Task to carry out - Exactly those lines running from the one containing "One keypoint belongs on each instance. Annotate the driver's" to the end of the material are to be printed, and no others.

The input -

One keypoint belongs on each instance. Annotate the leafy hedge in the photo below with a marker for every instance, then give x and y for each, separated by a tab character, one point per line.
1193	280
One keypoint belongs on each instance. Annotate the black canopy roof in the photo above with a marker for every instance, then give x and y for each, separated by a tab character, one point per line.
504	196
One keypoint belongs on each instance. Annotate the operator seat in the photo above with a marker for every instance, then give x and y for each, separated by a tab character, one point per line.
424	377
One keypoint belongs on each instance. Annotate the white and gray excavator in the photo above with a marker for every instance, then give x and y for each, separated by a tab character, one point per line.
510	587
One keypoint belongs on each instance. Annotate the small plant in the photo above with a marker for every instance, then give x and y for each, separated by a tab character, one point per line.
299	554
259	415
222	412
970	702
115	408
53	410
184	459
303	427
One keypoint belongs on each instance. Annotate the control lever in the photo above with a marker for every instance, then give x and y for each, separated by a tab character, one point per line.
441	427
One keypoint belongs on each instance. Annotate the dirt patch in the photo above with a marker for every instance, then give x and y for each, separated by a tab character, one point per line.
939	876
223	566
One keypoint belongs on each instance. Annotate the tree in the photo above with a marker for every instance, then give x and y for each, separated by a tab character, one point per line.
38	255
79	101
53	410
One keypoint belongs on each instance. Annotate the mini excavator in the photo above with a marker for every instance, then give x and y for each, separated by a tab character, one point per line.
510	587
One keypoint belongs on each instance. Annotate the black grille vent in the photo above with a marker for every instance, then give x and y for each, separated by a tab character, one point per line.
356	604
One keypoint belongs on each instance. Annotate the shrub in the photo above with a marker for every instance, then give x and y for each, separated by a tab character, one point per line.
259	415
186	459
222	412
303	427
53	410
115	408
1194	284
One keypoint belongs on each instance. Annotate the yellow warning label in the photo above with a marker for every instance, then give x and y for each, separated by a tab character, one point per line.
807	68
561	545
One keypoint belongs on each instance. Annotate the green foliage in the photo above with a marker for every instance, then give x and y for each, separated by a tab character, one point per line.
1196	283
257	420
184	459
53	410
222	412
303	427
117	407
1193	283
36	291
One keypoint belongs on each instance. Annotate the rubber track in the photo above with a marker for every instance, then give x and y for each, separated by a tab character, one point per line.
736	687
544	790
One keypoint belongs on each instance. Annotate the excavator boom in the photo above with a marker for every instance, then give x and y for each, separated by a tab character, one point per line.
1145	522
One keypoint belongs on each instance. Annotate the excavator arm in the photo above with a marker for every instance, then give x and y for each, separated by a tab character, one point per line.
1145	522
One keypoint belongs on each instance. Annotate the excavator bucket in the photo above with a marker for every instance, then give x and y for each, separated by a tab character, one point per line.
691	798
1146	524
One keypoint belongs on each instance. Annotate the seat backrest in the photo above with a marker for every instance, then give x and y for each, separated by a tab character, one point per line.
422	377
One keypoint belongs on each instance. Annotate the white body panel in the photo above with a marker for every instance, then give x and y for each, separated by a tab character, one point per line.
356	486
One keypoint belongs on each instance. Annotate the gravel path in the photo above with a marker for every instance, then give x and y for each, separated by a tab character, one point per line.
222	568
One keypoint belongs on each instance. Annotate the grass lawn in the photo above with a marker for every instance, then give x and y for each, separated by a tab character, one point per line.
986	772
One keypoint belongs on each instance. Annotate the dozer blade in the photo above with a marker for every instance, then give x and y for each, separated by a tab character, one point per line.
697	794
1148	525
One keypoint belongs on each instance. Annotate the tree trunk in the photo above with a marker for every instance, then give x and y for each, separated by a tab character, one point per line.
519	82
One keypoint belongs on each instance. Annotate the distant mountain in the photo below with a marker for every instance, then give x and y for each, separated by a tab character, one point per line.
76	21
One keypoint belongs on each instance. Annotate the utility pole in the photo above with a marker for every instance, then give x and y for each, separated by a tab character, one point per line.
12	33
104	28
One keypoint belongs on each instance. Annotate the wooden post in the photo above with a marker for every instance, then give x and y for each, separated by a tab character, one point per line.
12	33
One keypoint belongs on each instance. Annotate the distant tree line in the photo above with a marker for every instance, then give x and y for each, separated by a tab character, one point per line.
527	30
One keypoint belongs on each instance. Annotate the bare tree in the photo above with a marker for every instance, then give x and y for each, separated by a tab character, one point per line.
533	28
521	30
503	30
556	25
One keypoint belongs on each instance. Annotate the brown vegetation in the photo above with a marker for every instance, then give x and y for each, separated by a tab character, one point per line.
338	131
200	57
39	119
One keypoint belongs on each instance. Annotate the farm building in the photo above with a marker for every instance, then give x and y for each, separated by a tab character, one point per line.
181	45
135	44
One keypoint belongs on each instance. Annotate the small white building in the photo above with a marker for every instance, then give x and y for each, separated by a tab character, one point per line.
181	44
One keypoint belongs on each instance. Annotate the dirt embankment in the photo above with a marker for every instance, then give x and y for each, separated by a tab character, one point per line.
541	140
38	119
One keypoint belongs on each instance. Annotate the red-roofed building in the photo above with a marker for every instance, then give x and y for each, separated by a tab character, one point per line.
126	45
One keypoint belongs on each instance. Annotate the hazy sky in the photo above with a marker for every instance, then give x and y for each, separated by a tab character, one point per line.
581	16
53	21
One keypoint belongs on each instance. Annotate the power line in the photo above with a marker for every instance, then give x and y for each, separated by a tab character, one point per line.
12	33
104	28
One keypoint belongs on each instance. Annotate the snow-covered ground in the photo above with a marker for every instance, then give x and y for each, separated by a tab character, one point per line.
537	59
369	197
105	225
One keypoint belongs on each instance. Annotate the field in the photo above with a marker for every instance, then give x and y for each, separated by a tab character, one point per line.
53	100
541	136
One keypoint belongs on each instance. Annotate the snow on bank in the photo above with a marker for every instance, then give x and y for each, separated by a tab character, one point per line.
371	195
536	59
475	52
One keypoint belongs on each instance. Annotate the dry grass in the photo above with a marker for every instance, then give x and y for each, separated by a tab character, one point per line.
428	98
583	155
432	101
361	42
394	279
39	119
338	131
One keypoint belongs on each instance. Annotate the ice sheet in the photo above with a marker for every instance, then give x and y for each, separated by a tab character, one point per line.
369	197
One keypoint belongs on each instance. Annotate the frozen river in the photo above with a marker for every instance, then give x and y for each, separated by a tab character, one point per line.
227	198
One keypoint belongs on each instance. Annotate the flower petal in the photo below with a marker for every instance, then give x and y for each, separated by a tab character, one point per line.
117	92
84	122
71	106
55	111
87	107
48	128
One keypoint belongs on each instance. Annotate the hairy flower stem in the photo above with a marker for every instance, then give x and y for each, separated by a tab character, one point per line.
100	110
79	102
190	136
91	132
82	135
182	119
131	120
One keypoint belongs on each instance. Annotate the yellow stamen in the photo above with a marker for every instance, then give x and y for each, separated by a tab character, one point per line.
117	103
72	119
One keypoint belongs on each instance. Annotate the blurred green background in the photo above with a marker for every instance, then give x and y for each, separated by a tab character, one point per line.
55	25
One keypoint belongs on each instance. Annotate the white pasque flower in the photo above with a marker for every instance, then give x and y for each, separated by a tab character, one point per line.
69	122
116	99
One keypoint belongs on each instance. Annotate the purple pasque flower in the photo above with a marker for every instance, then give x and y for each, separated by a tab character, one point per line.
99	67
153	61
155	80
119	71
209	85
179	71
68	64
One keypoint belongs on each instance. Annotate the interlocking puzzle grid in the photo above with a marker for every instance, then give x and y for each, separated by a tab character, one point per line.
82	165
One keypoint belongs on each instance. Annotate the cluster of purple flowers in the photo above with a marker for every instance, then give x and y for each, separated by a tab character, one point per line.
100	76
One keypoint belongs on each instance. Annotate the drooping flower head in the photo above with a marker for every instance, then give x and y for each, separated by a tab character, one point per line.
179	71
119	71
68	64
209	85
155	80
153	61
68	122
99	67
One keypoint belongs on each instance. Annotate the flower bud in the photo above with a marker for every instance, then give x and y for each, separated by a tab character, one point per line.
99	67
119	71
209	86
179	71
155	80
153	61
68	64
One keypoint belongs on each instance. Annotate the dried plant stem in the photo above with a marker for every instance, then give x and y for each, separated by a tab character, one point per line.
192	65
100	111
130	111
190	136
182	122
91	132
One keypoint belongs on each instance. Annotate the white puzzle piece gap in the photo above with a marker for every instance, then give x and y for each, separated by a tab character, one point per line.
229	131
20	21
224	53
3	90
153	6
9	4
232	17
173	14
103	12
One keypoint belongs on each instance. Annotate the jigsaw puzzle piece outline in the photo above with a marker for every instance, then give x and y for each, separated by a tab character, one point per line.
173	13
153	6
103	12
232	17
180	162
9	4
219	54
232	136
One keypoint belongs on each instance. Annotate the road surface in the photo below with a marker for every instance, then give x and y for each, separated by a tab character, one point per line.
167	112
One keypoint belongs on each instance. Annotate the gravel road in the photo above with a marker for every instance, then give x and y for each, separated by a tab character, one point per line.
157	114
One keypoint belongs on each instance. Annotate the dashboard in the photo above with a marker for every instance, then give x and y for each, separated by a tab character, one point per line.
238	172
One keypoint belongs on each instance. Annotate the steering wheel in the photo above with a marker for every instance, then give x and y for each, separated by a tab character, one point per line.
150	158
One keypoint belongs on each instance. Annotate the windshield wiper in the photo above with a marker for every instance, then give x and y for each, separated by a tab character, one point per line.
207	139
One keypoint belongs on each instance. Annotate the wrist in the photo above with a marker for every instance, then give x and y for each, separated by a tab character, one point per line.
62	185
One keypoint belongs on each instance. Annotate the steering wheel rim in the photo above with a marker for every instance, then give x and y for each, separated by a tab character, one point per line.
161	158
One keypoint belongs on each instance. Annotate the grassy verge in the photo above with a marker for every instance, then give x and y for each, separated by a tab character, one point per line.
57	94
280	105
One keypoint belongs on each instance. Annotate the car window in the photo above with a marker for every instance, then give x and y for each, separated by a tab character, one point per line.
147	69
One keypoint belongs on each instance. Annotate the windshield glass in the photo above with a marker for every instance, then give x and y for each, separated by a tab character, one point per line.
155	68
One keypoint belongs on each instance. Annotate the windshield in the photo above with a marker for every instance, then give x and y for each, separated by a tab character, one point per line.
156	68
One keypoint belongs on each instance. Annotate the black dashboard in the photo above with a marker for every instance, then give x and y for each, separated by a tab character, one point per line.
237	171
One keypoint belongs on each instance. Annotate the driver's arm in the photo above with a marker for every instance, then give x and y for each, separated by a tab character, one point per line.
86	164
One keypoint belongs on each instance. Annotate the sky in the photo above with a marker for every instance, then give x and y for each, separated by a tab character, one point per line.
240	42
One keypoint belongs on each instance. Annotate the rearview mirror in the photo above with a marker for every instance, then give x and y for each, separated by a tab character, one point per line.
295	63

Your response -
One keypoint belongs on each instance. Annotate the driver's arm in the photo above with a marker for every instance, then give x and y for each, separated by a tab character, one point per line.
86	164
One keypoint belongs on each instance. Annotate the sky in the photo above with a marker for every instance, then give x and y for each, separated by a tab character, one point per line.
240	42
One keypoint belongs on each instance. Annotate the rearview mirror in the photo above with a marker for every instance, then give x and y for each, separated by a tab character, one point per line.
295	63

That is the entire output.